== Deine Aufgabe ==
Tausche in den Zeilen von der Zeile mit „Objective: a point on each instance of the coastline“ bis einschließlich der Zeile mit „(1141, 139)“ das Wort „coastline“ gegen „shoreline“ aus und gib nur diese Zeilen sonst unverändert wieder.

== Einträge einer Datensammlung ==
= = = = =

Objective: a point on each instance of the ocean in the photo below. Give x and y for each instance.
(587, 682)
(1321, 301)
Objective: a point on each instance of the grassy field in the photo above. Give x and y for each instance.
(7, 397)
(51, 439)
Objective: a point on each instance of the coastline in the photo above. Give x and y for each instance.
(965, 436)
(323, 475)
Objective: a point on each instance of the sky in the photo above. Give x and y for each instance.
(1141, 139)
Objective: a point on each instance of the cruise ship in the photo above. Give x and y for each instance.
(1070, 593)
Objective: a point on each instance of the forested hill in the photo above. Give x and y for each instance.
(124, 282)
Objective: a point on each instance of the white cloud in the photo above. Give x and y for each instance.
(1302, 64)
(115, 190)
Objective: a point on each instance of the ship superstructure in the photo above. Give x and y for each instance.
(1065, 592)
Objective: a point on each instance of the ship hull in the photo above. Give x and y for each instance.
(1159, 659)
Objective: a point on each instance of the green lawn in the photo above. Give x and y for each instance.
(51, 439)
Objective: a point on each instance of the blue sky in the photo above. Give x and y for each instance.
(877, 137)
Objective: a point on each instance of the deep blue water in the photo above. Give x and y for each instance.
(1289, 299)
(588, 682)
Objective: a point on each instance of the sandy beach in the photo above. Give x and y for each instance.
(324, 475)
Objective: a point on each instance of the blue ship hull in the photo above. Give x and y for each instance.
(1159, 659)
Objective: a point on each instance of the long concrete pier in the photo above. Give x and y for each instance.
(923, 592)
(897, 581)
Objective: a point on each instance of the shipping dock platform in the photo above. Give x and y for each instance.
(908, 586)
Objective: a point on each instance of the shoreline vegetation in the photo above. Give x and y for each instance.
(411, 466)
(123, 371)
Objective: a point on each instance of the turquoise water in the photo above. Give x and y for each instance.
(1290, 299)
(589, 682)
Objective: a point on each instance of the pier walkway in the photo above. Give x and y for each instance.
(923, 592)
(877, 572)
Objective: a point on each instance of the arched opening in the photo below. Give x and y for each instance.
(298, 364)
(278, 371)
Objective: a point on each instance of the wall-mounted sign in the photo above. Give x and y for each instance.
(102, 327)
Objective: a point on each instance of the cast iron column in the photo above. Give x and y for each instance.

= = = = =

== Antwort zur Aufgabe ==
Objective: a point on each instance of the shoreline in the photo above. Give x and y for each instance.
(965, 436)
(323, 475)
Objective: a point on each instance of the sky in the photo above. Give x and y for each instance.
(1141, 139)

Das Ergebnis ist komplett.